### Work required
Every entry below must be retyped exactly, and the pictures must be left out.

### Data records

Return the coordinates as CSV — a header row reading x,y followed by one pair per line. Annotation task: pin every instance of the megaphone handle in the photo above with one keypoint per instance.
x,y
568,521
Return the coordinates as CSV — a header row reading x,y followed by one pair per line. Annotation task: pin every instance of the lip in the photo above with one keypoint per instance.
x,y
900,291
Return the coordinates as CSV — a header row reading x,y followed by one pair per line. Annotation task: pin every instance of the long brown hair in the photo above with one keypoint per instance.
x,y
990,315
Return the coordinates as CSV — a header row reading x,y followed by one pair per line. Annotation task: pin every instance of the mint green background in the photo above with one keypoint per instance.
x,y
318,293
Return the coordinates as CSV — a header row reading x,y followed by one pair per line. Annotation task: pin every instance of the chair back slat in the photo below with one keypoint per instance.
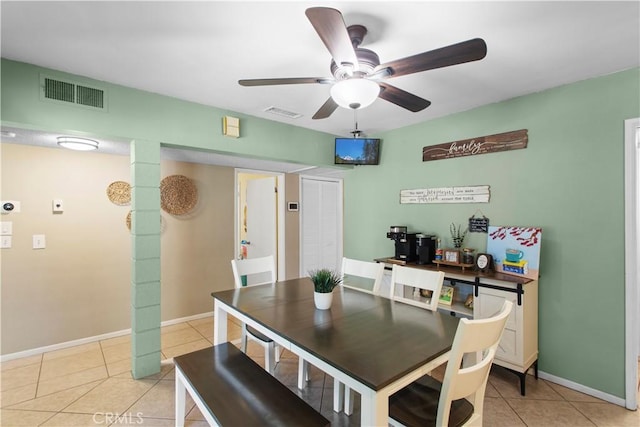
x,y
359,275
480,337
253,266
406,283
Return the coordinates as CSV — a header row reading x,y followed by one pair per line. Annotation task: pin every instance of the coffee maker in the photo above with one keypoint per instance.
x,y
405,243
425,248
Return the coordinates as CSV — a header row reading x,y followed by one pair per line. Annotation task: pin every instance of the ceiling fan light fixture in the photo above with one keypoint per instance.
x,y
355,93
79,144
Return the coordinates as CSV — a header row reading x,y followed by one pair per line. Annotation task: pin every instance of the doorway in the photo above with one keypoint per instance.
x,y
259,216
321,222
632,267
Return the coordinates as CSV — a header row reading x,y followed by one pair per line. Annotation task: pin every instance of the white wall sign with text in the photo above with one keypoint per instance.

### Answer to this problem
Return the coordinates as CSV — a header row reading x,y followed by one pair per line. Annotation task: pin every instance of the megaphone handle in the photo above with one keypoint per instance.
x,y
568,521
Return the coordinates as CSV — a header row reading x,y followed by one pair per line. Annotation task: pin every instance of the lip in the photo above with one keypoint per instance.
x,y
900,291
Return the coordinates as CSV — a header row reading x,y followed by one pair per line. Annotation task: pin every instance of the long brown hair in the photo above with one keypoint per instance.
x,y
990,315
Return the coordinates as CSV — a header row reading x,y followed by one pair per line. Annotation task: pin every instance of the mint green background in the photo above with one keypoint per instance.
x,y
318,293
Return the coordinates as CSV — a header row reading x,y followed by one pair per line. Annotation task: pin every instance of the chair back slat in the photo below with one keypoint per instance.
x,y
359,275
480,337
253,266
406,283
Return the coordinates as CSV — a header row reading x,y followed by one pair per line. Annotation task: pin every instance of the coffee maker in the photo above with one keypoint per instance.
x,y
405,243
425,248
Return the coordinates as CSV — a header row reading x,y followed by one pair per line. Annotation task: pin every instance of the ceiling fan light fixture in the photo above with one keypoint per instance.
x,y
355,93
79,144
Return the coordinates as CSV — a header row reading x,y followed by one pair per line. Annotation task: pin every instance of the doorway in the photo above with one keypoint per instance.
x,y
259,216
321,222
632,267
Return the coordinates as CSV — a header row reading x,y followed by one pair per line. Annotation task: pin every instance of the white wall sign with text in the photo above with one keypoint per instance.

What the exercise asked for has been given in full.